══ INFORMATION SHOWN
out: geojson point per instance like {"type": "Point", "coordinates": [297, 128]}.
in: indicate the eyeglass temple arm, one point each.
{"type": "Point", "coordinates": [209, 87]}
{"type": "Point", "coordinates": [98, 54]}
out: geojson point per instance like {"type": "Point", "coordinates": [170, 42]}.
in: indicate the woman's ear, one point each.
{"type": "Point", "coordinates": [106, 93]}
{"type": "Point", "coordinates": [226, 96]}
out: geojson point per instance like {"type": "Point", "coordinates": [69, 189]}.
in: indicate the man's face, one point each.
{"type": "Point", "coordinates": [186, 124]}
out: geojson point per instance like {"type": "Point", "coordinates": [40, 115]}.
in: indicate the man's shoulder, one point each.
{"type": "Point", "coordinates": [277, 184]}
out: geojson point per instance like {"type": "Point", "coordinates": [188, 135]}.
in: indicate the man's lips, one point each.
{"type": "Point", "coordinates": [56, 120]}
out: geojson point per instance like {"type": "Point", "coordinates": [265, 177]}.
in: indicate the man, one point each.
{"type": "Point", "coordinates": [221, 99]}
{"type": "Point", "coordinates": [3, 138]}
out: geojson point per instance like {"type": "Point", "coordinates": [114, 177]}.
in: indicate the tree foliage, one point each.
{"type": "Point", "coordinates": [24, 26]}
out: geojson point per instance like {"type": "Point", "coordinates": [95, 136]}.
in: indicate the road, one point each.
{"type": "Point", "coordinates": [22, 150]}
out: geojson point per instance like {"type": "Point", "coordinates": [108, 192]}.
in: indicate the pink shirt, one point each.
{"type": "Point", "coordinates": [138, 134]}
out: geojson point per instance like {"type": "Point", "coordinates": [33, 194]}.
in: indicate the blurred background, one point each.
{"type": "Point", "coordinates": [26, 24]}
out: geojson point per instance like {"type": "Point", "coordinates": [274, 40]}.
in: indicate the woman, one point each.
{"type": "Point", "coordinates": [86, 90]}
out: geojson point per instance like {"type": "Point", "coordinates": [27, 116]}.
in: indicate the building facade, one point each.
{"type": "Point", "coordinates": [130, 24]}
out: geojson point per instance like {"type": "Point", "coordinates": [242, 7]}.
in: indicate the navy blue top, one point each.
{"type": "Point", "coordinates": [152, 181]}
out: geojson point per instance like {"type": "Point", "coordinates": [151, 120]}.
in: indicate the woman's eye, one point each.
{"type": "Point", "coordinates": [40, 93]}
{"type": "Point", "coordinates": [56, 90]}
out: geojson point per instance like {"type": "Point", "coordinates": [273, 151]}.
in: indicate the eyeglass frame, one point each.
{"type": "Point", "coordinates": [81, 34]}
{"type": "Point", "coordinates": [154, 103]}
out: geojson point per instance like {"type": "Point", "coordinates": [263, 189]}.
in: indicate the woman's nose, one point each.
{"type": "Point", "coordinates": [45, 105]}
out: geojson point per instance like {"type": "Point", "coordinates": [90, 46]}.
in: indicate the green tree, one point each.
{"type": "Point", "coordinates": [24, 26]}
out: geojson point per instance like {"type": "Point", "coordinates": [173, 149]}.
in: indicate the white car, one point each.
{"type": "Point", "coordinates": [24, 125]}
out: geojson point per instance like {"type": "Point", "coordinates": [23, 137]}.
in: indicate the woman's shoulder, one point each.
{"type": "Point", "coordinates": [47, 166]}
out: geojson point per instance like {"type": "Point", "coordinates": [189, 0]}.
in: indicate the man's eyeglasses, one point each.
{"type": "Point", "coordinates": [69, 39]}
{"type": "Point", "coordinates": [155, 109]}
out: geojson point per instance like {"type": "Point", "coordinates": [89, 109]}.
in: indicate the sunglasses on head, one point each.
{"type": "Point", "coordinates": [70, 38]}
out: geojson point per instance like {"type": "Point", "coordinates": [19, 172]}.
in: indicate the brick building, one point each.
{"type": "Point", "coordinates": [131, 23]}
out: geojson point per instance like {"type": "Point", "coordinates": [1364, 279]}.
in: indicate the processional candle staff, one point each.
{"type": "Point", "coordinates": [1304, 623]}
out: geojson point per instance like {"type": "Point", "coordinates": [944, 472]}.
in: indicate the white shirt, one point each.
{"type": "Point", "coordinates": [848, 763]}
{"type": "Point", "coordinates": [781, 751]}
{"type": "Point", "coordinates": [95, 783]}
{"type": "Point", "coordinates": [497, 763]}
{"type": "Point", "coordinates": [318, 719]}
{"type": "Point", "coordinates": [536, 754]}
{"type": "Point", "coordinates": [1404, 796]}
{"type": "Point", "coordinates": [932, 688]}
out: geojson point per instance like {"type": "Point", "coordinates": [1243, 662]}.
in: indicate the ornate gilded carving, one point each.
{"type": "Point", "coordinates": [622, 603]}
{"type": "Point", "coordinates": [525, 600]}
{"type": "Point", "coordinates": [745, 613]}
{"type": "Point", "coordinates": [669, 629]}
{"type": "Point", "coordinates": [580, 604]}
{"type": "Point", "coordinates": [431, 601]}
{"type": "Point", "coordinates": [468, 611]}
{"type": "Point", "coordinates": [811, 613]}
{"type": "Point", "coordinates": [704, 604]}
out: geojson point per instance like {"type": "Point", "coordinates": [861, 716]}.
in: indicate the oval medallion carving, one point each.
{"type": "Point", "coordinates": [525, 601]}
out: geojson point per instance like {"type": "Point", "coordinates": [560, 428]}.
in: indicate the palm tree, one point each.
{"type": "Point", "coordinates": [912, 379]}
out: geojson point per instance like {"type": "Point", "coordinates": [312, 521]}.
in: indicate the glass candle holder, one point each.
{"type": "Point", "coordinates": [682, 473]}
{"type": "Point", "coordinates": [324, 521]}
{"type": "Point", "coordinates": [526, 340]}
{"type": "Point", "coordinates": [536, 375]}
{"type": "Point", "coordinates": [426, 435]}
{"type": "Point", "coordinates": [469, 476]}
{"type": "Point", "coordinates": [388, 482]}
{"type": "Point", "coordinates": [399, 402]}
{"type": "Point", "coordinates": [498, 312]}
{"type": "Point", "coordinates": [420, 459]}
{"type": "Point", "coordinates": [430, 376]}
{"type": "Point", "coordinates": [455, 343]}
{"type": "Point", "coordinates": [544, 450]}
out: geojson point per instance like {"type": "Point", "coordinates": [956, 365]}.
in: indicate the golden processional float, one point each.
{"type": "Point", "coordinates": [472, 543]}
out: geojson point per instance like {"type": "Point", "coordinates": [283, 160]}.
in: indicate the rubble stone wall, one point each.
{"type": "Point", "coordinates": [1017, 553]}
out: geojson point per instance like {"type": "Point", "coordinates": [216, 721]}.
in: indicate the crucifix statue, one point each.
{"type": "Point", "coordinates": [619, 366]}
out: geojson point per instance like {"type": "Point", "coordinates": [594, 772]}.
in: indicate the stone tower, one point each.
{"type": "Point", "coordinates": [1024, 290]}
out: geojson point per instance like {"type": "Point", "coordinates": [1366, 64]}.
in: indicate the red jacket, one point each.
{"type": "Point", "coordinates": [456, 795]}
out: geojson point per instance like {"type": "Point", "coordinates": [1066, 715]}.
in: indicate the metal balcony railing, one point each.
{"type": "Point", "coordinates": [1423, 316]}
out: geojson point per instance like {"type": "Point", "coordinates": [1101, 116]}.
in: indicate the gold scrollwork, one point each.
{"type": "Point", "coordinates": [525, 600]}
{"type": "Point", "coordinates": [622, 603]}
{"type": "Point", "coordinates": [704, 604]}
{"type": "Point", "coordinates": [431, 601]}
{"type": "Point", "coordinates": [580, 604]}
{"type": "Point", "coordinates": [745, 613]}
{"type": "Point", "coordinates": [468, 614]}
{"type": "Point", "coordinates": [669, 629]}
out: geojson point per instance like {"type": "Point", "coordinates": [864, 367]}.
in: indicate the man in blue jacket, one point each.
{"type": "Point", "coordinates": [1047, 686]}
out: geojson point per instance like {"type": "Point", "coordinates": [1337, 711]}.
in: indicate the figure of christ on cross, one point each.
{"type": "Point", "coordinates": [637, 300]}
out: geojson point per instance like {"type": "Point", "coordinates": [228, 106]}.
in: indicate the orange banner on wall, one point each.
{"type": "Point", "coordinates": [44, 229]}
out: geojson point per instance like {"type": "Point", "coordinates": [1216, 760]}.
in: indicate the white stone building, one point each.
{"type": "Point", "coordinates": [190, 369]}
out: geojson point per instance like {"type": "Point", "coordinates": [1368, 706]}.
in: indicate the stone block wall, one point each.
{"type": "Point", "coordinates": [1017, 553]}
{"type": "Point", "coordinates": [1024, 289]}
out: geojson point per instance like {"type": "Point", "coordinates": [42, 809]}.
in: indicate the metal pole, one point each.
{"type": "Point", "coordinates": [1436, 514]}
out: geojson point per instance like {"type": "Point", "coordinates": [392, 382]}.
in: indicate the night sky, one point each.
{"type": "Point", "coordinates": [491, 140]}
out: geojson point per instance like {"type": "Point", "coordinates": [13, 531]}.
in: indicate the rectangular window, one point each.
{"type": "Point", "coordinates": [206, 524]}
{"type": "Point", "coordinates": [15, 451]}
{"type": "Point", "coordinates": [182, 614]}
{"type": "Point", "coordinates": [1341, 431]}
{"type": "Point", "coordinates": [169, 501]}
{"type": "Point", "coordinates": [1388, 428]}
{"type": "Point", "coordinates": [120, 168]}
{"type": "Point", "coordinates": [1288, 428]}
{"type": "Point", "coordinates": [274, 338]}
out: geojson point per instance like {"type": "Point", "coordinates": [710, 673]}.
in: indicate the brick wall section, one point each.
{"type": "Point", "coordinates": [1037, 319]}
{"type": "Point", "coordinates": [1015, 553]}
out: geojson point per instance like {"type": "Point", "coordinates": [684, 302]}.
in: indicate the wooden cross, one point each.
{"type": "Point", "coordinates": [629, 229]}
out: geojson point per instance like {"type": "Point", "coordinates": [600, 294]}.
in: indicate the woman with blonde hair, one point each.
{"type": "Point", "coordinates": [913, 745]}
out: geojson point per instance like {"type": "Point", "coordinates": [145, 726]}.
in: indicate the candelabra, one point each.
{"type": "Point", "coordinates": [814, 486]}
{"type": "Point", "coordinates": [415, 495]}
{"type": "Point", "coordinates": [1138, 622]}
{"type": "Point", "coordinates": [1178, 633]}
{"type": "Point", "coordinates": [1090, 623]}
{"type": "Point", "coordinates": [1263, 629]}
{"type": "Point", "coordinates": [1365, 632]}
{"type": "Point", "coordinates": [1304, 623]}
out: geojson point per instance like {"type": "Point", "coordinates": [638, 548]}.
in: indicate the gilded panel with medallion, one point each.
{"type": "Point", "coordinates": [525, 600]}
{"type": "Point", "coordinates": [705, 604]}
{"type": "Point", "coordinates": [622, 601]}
════
**EXERCISE INSTRUCTIONS:** Gather every line in the listing above that contains the word "jacket", and copy each one in full.

**WRITTEN REPLY:**
in: indicate the red jacket, one point each.
in: indicate the man in blue jacket, one point each.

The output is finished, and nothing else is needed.